[SOURCE EXTRACT]:
Skip to content

feat(rust): add serialize/deserialize to brute force index#2231

Open
jamie8johnson wants to merge 3 commits into
rapidsai:mainfrom
jamie8johnson:rust-brute-force-serialize
Open

feat(rust): add serialize/deserialize to brute force index#2231
jamie8johnson wants to merge 3 commits into
rapidsai:mainfrom
jamie8johnson:rust-brute-force-serialize

Conversation

@jamie8johnson

Copy link
Copy Markdown
Contributor

Add serialize/deserialize to the Rust brute force index

What

Adds serialize and deserialize to the Rust brute_force::Index, wrapping the
existing C entry points cuvsBruteForceSerialize / cuvsBruteForceDeserialize.
This brings the brute force binding to parity with the CAGRA binding, which already
exposes serialize/deserialize.

  • Index::serialize(&self, res, filename) writes the index to disk.
  • Index::deserialize(res, filename) -> Result<Index> loads an index from disk.

Both methods mirror the CAGRA implementation:

  • A private path_to_cstring helper converts the filesystem path to a CString,
    returning Error::InvalidArgument (instead of panicking) for paths that are not
    valid UTF-8 or that contain an interior NUL byte. The path is validated before any
    FFI call is made.
  • Every FFI call is wrapped in check_cuvs.
  • deserialize constructs the Index handle first (via Index::new()), so that if
    the underlying cuvsBruteForceDeserialize call fails, the handle's Drop still
    runs and releases the C-side index allocation (RAII-safe error path).

The doc comments note that the serialization format may change between cuVS versions,
matching the wording in the C header.

Notes for reviewers

  • No new bindings were generated. cuvsBruteForceSerialize and
    cuvsBruteForceDeserialize are already present in rust/cuvs-sys/src/bindings.rs
    (brute_force is pulled in through core/all.h), so this change is purely additive
    on the safe Rust wrapper side and touches no generated code.
  • Test helper lifetime detail. The brute force Index keeps a non-owning device
    view of its dataset (_dataset). The serialize round-trip test deliberately keeps
    the host ndarray array in the same scope as the index for the duration of the
    test, because the device tensor's shape pointer borrows that array's dimension
    storage. Moving the host array while the index is alive would dangle that pointer
    (this is a property of the existing ManagedTensor view, not of these new methods).
  • Conflicts with sibling in-flight Rust PRs (e.g. the IVF-SQ bindings PR feat(rust): add IVF-SQ bindings #2229
    and other Rust binding PRs): if conflicts arise, resolve by merging main into this
    branch rather than rebasing, per the project's no-rebase contribution guideline.

Testing

Two new unit tests were added alongside the existing test_l2, mirroring the CAGRA
serialize tests:

  • test_brute_force_serialize_deserialize — builds an index, serializes it, asserts
    the output file exists and is non-empty, deserializes it back, and re-verifies that
    a self-neighbor search on the loaded index returns each query as its own nearest
    neighbor.

(Collected data entries)
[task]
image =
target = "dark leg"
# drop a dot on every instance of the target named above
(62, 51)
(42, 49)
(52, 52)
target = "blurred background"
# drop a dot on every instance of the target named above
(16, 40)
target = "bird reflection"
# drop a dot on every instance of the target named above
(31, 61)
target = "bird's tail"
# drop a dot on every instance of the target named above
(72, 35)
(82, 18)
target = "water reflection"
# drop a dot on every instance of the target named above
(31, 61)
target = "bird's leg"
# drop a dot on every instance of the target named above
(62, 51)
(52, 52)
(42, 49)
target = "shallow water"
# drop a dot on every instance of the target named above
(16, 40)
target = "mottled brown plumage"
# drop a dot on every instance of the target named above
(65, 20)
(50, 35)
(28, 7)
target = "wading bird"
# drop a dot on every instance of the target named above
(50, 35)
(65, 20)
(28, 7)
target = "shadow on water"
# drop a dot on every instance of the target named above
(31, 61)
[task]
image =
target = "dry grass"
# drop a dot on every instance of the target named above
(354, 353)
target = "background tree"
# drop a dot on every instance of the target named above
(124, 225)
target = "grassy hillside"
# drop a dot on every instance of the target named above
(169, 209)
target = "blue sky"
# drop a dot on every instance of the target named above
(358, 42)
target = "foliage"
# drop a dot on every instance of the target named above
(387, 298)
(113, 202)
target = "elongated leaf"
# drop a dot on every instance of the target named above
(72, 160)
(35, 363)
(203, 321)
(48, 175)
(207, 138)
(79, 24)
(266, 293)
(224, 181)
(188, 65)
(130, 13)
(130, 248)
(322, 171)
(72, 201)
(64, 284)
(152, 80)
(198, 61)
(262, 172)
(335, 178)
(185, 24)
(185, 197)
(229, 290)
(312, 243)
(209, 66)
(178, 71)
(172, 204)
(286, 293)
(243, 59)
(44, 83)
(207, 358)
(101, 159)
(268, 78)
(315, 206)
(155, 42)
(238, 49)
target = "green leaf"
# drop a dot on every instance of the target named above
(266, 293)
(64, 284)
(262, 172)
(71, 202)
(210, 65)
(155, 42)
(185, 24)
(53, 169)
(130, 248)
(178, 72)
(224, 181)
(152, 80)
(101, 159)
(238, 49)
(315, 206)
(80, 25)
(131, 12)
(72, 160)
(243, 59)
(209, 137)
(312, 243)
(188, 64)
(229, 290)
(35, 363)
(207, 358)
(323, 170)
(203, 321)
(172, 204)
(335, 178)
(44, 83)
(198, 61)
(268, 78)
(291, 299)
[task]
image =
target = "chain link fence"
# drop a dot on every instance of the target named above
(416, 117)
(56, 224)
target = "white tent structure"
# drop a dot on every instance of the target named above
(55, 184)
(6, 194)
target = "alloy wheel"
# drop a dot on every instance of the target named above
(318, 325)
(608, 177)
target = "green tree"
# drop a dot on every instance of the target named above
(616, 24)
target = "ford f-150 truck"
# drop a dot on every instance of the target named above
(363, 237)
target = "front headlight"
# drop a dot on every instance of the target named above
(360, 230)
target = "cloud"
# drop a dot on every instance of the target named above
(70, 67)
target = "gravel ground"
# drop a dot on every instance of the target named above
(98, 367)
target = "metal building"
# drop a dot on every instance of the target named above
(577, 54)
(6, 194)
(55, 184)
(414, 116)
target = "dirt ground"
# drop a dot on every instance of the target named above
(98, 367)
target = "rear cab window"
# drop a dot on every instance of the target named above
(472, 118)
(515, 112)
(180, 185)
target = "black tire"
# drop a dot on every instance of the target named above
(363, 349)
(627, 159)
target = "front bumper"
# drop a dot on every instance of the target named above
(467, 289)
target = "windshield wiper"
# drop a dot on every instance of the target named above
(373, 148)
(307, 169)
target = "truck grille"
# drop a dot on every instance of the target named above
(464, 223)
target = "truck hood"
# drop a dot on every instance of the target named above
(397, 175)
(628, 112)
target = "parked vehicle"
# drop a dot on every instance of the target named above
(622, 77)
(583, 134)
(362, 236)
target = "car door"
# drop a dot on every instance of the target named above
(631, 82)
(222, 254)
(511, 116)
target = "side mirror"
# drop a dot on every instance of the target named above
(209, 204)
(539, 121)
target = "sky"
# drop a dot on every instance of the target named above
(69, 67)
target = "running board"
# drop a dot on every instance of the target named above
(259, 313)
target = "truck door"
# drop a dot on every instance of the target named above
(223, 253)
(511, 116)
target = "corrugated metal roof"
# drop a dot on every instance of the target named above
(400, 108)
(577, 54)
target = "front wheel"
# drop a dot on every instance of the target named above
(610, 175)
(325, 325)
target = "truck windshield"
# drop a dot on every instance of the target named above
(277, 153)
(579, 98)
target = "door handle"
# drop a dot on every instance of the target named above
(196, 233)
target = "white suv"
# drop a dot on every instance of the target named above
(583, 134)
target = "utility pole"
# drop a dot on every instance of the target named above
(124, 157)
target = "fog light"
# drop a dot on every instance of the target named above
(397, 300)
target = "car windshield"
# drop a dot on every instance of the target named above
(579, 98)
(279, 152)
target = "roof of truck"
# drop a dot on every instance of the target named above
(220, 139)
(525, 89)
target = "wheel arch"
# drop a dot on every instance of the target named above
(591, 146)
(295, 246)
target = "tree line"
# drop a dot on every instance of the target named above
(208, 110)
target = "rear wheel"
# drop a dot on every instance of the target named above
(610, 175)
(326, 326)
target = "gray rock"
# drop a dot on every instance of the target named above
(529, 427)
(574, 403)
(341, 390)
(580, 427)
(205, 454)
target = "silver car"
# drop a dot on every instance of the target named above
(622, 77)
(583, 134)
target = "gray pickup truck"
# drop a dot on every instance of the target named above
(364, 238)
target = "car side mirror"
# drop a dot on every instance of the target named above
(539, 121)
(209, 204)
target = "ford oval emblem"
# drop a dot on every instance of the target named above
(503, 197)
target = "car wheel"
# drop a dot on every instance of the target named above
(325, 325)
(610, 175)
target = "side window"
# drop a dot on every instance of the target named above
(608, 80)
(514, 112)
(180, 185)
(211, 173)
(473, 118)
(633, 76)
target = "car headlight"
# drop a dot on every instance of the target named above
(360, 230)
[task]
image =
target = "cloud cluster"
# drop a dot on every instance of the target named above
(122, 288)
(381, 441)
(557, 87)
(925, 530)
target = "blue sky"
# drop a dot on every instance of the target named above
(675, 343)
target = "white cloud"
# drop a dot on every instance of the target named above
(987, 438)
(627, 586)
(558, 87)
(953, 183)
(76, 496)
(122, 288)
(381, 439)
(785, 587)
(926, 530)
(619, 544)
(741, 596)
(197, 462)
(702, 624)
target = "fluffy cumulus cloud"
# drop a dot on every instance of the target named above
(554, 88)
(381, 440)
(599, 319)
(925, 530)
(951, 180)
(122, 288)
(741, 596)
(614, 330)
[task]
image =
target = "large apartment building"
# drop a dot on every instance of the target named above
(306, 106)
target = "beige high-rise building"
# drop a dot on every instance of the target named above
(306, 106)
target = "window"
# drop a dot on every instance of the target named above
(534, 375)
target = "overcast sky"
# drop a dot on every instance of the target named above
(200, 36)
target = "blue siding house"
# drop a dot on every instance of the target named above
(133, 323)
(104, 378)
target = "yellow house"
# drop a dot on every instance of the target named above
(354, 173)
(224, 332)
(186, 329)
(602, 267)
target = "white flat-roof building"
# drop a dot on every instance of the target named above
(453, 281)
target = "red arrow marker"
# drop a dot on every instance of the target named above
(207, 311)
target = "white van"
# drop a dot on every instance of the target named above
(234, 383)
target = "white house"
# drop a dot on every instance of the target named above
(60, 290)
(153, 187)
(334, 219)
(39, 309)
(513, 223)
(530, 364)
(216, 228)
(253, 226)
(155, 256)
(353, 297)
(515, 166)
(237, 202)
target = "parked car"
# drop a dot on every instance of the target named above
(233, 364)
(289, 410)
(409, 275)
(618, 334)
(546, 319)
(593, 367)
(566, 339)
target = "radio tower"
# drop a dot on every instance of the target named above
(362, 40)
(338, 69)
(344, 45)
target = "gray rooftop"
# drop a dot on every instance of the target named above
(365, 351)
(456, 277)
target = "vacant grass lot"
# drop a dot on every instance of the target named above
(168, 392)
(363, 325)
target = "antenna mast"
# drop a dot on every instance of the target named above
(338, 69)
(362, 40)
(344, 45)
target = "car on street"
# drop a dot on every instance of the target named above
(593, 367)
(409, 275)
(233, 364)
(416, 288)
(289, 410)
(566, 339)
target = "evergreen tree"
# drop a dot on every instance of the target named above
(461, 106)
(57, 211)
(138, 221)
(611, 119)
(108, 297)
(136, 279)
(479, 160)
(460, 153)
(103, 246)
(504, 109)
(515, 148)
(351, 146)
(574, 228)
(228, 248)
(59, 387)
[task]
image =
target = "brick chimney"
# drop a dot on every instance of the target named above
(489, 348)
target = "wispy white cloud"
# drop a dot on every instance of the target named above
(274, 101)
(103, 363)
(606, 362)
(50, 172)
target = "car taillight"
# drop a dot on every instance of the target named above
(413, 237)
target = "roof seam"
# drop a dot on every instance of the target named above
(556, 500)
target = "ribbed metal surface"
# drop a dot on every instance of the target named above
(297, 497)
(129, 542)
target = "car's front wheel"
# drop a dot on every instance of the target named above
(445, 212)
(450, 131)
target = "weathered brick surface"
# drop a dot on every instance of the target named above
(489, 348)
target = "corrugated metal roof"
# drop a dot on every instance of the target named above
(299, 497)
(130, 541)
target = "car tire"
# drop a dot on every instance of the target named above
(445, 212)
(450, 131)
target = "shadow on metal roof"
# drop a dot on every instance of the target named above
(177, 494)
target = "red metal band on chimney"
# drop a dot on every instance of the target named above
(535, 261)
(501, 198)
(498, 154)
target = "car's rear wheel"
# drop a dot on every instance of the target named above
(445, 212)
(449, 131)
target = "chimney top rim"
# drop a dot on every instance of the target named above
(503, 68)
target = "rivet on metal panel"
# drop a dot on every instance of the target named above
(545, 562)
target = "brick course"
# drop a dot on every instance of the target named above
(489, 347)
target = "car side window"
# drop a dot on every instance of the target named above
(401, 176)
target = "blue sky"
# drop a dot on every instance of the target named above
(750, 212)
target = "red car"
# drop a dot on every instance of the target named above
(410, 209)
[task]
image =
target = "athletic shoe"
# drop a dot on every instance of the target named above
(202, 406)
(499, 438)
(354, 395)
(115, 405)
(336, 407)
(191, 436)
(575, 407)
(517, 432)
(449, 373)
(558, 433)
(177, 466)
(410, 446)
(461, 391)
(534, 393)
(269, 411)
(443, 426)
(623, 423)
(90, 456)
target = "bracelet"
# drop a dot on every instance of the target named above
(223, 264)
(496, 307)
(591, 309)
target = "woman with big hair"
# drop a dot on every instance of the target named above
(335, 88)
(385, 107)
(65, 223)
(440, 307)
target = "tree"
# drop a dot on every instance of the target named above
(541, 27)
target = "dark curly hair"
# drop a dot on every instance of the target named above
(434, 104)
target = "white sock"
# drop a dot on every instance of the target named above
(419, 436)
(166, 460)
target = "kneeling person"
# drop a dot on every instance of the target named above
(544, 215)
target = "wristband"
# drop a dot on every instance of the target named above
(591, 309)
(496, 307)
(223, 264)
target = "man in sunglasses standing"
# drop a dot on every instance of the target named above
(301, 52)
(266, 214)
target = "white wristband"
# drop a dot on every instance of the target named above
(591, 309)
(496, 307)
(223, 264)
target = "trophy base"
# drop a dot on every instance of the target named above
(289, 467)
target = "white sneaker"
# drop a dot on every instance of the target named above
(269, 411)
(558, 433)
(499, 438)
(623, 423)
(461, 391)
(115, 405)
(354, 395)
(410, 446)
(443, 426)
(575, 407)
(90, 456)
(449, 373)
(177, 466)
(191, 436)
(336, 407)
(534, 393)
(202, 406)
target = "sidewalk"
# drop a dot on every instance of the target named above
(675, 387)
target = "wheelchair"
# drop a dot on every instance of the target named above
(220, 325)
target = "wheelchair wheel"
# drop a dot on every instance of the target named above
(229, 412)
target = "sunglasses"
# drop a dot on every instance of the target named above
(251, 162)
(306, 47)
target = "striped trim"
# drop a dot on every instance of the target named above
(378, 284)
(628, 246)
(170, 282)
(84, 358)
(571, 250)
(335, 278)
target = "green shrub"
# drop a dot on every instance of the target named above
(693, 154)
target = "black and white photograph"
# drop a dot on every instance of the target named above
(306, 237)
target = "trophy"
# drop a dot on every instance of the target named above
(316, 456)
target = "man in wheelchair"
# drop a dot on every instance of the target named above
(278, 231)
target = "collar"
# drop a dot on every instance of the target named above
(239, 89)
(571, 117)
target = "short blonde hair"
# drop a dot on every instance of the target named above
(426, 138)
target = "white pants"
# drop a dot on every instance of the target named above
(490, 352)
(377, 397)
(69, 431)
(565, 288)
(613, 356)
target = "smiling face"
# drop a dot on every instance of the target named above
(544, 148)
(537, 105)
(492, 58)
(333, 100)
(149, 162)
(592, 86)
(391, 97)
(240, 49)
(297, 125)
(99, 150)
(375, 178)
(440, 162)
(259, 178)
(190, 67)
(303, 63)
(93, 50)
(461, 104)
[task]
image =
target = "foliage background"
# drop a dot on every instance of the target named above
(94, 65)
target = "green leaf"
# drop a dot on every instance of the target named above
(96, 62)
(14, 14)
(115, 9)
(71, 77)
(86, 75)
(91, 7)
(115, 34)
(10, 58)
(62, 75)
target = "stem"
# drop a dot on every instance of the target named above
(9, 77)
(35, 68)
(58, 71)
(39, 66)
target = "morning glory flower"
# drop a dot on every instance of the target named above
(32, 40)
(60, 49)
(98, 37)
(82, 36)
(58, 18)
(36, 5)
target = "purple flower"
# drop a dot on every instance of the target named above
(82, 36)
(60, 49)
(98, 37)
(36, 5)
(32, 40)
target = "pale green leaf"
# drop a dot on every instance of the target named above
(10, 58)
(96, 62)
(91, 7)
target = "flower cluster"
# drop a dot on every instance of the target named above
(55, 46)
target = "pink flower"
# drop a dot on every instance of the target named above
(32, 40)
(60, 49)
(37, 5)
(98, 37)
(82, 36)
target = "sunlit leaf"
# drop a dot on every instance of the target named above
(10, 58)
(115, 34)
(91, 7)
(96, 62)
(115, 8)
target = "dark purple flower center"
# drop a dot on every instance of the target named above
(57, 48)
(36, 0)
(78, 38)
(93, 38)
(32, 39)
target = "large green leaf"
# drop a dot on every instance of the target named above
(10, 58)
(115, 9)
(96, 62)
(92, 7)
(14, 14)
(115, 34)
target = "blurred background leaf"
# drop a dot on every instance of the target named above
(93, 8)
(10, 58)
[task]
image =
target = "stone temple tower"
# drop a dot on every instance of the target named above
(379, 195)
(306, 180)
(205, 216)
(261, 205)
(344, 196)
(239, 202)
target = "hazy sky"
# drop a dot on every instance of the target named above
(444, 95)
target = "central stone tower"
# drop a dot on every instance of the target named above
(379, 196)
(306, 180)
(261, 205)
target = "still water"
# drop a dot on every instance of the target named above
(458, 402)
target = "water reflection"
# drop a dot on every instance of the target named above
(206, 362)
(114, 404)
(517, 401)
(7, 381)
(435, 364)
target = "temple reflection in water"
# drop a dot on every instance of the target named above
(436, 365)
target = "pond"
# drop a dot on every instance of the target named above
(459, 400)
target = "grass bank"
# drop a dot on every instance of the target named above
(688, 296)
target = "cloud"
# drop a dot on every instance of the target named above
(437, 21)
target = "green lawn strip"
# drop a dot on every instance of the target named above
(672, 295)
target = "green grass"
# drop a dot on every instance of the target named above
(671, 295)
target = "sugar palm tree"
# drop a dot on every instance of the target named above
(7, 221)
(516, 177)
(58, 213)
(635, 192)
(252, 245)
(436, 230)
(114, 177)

[PROBLEM DETAILS]: Copy, word for word, the stretch of the pull request page from "Notes for reviewers" through "these new methods).".

[EXERCISE OUTPUT]:
Notes for reviewers

  • No new bindings were generated. cuvsBruteForceSerialize and
    cuvsBruteForceDeserialize are already present in rust/cuvs-sys/src/bindings.rs
    (brute_force is pulled in through core/all.h), so this change is purely additive
    on the safe Rust wrapper side and touches no generated code.
  • Test helper lifetime detail. The brute force Index keeps a non-owning device
    view of its dataset (_dataset). The serialize round-trip test deliberately keeps
    the host ndarray array in the same scope as the index for the duration of the
    test, because the device tensor's shape pointer borrows that array's dimension
    storage. Moving the host array while the index is alive would dangle that pointer
    (this is a property of the existing ManagedTensor view, not of these new methods).